(OBJECTIVES):
1) Answer these questions from the essay on Tolstoy's novella about Ivan Ilyich, one line each:
(a) Which character does the essay call the only positive one, and what is his position?
(b) What does Pyotr assume Schwartz is waiting around to arrange?
(c) What kind of narrator does the essay say the novella has?
2) In the essay on Tolstoy's novella about Ivan Ilyich, condense the paragraph beginning "Leo Tolstoy portrays a complex but tragic image" into a shorter version that keeps its main points.
3) Write the next part of the essay on Tolstoy's novella about Ivan Ilyich, picking up right after its final sentence.

(PASSAGE SHOWN):
..........
Leo Tolstoy portrays a complex but tragic image of middle class society in the 19th century. He shows a society of humans devoid of humanity, feelings, attachments or morals. People who exist but do not live. Their sole concern is to fit in and do what society expects them to do and deems appropriate regardless of their own beliefs or needs. People who strive for success and uniqueness, but waste their lives and end up being just like everybody else. A society built on falseness and appearances. The only positive character in Tolstoy’s novella ends up being the one no one expects to be – the servant, Gerasim. He, in contrast to everyone else, is the only one capable of truly experiencing life because he is the only one who takes pleasure in truth instead of false appearances. The beauty of Gerasim’s philosophy of life lies in that he finds joy in the simple every day things unlike the people surrounding him who are striving to live up to society’s expectations by focusing on acquiring wealth and purposeless items.
Ivan Ilych’s funeral, like all funerals, is not his own. While it is held in his honor, and he provides the token corpse for the occasion, each person experiences his funeral in the same self-centered way that they experience his death. Pyotr Ivanovich, one of Ivan Ilyich’s colleagues and closest friends, is no exception. Ivan Ilyich’s funeral is an undesirable trip across the river, and everything about the occasion makes him uncomfortable. When Pyotr arrives at the apartments, he is in no rush to get inside and see the neither the corpse nor Ilyich’s grieving family. Feigning chivalry but truly just dreading making an entrance, he “let the ladies go ahead of him and slowly followed them up the stairs” (41). When Pyotr sees Schwartz, another colleague of Ilyich’s, he assumes without speaking that Schwartz is hanging around in order to arrange a game of vint for the evening. This supposition is referred to as “obvious” (14). Though Death of Ivan Ilyich features a third person omniscient narrator, the narration often zooms in to give a more detailed and personal point of view of one of the characters. The narrator is also untrustworthy in the sense that what he states is not fact; it is fact as one character, Pyotr in this case, sees it. Pyotr, short of reading Schwartz’ mind, has no way of knowing that his intention in standing idly in one place is to arrange a game of cards. In this narration, we are given insight into a character’s head and shown by his assumption that it probably is Pyotr’s own intention to arrange a game. Pyotr is already planning his activities for after the funeral, leisurely and enjoyable ones which will distract him from the unpleasantness of the affair. All of Pyotr’s thoughts and actions reflect the larger human tendency that Tolstoy wants to convey, to be self-centered and uncomfortable at funerals.
..........
(DATASET CONTENT):

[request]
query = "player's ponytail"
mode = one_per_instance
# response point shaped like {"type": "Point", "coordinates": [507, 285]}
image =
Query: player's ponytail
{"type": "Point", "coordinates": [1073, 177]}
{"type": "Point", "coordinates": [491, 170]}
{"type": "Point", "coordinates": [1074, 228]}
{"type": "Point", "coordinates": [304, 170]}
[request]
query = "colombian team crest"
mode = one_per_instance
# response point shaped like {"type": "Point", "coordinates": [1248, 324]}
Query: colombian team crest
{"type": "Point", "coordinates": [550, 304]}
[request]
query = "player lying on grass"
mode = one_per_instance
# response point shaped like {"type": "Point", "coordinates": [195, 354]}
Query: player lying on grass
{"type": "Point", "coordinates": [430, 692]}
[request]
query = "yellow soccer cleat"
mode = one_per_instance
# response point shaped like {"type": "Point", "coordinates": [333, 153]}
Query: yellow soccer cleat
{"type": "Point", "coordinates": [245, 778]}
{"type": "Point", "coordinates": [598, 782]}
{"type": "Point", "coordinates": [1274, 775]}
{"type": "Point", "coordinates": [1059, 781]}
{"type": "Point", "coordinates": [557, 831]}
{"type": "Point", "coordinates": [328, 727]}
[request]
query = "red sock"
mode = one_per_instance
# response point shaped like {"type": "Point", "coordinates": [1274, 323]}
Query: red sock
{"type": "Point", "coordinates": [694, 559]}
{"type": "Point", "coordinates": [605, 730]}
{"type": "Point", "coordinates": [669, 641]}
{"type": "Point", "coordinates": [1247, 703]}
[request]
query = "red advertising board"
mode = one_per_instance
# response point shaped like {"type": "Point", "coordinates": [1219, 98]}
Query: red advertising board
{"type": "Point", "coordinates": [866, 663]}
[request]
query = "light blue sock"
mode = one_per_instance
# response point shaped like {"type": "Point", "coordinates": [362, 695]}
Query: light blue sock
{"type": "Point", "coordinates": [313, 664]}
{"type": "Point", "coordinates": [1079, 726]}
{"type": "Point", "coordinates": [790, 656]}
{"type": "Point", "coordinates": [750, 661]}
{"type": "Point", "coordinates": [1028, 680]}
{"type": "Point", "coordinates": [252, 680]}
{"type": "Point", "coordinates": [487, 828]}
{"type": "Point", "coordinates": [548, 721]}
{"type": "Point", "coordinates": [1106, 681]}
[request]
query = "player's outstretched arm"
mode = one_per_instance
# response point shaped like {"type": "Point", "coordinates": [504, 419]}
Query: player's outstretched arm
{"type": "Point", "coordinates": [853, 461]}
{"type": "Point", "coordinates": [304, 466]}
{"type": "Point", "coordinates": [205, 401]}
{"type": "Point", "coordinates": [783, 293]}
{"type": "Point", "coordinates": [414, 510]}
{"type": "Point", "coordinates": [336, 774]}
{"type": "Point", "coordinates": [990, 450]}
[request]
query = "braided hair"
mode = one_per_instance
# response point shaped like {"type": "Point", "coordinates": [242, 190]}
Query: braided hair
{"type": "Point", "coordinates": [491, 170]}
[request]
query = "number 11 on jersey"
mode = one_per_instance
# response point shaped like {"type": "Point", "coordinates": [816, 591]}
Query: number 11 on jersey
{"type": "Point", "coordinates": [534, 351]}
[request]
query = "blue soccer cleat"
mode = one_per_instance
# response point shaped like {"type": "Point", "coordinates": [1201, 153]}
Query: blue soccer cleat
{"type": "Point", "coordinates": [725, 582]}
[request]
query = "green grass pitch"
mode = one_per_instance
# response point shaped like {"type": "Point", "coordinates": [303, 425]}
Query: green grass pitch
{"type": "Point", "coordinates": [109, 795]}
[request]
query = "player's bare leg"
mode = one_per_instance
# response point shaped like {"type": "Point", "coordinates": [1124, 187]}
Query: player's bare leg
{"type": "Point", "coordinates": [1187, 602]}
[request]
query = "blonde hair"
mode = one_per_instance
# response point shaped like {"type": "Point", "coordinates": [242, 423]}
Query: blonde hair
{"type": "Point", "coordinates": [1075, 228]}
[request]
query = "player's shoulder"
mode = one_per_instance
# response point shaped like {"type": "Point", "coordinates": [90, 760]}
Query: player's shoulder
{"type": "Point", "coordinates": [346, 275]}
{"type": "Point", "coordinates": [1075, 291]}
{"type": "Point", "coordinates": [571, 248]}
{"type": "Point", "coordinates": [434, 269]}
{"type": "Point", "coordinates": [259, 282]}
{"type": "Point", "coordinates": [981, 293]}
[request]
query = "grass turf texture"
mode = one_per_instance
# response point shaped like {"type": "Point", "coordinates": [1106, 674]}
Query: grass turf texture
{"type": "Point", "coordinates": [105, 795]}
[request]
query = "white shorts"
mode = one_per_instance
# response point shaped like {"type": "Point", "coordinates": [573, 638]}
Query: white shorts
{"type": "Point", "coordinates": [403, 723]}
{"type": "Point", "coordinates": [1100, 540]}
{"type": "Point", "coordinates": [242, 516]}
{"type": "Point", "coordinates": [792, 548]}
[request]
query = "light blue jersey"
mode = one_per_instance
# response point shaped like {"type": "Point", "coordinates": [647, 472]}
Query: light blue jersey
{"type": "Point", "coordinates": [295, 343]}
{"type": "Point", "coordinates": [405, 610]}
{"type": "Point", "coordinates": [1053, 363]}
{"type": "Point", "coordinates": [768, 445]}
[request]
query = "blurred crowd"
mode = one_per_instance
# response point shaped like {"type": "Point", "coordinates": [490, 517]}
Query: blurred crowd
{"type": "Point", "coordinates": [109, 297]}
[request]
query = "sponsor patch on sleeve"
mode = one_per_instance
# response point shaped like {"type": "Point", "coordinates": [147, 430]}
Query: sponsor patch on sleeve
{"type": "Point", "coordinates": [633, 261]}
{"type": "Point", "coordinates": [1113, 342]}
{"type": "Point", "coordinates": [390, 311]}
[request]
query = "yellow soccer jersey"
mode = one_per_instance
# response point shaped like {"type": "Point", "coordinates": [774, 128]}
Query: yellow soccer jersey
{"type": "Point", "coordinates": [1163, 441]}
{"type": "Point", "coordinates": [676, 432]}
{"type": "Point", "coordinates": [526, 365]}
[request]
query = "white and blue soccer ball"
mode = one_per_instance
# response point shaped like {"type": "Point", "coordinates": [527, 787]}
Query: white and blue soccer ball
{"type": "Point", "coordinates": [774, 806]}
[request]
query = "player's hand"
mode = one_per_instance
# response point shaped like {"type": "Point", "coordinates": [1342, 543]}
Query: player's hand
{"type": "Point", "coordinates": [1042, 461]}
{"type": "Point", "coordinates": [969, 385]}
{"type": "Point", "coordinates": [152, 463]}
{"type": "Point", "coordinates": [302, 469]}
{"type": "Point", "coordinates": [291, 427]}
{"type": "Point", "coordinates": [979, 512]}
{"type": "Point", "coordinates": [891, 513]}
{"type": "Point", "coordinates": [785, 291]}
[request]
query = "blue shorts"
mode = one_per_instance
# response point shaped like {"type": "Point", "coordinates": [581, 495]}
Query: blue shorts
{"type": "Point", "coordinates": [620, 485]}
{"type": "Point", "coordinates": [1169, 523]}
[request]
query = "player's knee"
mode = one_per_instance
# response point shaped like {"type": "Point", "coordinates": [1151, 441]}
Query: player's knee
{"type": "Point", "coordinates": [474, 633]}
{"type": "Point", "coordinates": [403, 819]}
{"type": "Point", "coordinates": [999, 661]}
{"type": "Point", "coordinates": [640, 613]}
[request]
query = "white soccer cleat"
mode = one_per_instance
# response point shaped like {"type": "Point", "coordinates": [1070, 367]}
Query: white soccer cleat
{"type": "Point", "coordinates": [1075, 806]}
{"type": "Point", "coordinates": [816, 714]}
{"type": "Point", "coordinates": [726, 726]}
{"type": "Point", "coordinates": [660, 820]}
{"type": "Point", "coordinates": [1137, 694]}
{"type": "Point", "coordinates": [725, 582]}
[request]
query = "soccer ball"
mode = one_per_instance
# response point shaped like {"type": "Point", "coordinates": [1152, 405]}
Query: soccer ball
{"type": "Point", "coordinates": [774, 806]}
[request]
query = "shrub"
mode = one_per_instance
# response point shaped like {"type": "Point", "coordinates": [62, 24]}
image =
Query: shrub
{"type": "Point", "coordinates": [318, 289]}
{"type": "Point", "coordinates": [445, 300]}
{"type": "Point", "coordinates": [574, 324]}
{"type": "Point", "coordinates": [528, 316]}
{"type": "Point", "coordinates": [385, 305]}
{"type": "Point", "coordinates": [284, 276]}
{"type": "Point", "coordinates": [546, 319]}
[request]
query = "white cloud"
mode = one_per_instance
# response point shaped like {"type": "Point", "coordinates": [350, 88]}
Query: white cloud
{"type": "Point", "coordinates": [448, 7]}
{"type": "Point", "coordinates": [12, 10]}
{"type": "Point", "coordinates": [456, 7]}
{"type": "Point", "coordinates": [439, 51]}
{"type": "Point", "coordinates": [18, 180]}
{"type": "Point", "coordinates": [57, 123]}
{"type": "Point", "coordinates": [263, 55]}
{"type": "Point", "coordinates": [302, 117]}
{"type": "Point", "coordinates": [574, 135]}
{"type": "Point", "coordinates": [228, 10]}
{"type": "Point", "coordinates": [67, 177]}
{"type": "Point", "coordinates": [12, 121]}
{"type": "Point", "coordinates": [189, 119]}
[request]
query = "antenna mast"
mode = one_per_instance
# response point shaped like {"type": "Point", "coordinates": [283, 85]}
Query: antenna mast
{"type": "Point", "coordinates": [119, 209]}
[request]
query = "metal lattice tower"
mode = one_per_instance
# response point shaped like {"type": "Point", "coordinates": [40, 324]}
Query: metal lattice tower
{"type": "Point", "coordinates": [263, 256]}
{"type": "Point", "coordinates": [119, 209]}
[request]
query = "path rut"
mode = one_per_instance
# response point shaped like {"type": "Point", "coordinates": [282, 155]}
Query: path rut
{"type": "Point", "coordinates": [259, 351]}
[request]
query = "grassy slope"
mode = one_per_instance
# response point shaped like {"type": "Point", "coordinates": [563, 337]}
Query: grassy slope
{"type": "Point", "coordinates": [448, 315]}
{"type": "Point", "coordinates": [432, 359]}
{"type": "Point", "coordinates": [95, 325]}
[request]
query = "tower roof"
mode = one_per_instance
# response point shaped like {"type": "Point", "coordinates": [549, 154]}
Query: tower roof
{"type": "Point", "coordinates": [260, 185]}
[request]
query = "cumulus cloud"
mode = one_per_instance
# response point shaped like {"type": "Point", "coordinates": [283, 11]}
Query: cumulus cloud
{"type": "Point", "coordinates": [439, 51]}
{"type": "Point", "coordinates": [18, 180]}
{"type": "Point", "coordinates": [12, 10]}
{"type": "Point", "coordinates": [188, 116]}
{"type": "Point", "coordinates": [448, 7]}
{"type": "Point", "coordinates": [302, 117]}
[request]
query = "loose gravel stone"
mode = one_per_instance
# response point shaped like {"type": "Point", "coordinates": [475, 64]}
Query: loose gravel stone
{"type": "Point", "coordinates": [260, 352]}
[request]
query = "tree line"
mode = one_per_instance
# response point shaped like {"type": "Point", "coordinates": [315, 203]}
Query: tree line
..........
(RESULTS OF THE EXERCISE):
1)
(a) Gerasim, the servant.
(b) A game of vint for the evening.
(c) A third person omniscient narrator.

2) Tolstoy depicts 19th-century middle-class society as lacking humanity, feelings, attachments and morals. Its people exist without living. They care only about fitting in and doing what society expects, whatever their own beliefs or needs. They chase success and uniqueness but waste their lives and end up like everyone else, in a society built on falseness and appearances. The novella's only positive character is the servant Gerasim. He alone truly experiences life, because he takes pleasure in truth rather than appearances and finds joy in simple everyday things. Those around him strive to meet society's expectations by acquiring wealth and purposeless items.

3)
As the ladies ascend the stairs, going to see “the widow” (41) it is Pyotr’s turn to go upstairs as well. Ivan’s wife is referred to by only the marital status he left her in, and likewise he is simply “the dead man” (41). These references to the deceased and his wife only further depersonalize the act of dying. When you die, you lose your individual identity and are reduced to yet another dead man, and your wife yet another widow. This makes the way that others engage with your death less personal; they are attending a funeral, like all others. Only Schwartz seems to be able to openly act towards the funeral in way that such a trite ritual deserves. Upon Pyotr’s ascension up the stairs, “Schwartz, with seriously compressed, firm lips and a playful glance, moved his eyebrows to show Pyotr Ivanovich to the right, to the dead man’s room” (41). The majority of Schwartz’ facial muscles pay the appropriate and expected respect to the dead man, but his eyes give away his secret. He is enjoying the whole charade, and wants to draw Pyotr into his insider experience. At least, this is the way that Pyotr perceives it. It is nearly impossible for one to move their eyebrow muscles sideways in the suggestive manner described in the passage, so this act of Schwartz may just be another time that his actions mirror Pyotr’s internal impressions of the funeral. Pyotr may be imagining Schwartz as his accomplice at the funeral, in not taking it seriously and only really wanting to play vint, as a way to justify the feelings that he assumes are wrong but that really all people feel at a funeral.
Once Pyotr enters the room, there is nobody to give him playful hints for how to act. He “went in, as always happens, with some perplexity about what he was to do there,” (41). The narrator makes a more direct claim here about how people always feel when attending a funeral; it is a forced occasion with an assumed prescribed way of acting, but nobody knows exactly how they should act. Comically, as many people do, Pyotr reverts to religious activity in the face of his uncertainty over how to proceed. He crosses himself, because he knew only that “crossing oneself on such occasions never did any harm” (41). Religious observance is perhaps the one type of activity that always feels at home at a funeral. Pyotr’s crossing of himself doesn’t seem to come from any genuine place of deep spiritual feeling, such as believing that it serves his dead friend. As he also begins to bow halfway, unsure of if it is the couth thing to do but feeling some obligation, Pyotr begins to people watch around him “insofar as his moving hand and head allowed him” (41). Pyotr, feeling out of place, looks again to others for how to act at the funeral. He cannot do this openly, because that would mean ceasing his crossing and bowing activity, and simply looking around at others gives no impression of respectful morning. Pyotr observes young men also crossing themselves, and though they probably feel just as lost as him, the sight is a comforting affirmation that he chose the correct behavior.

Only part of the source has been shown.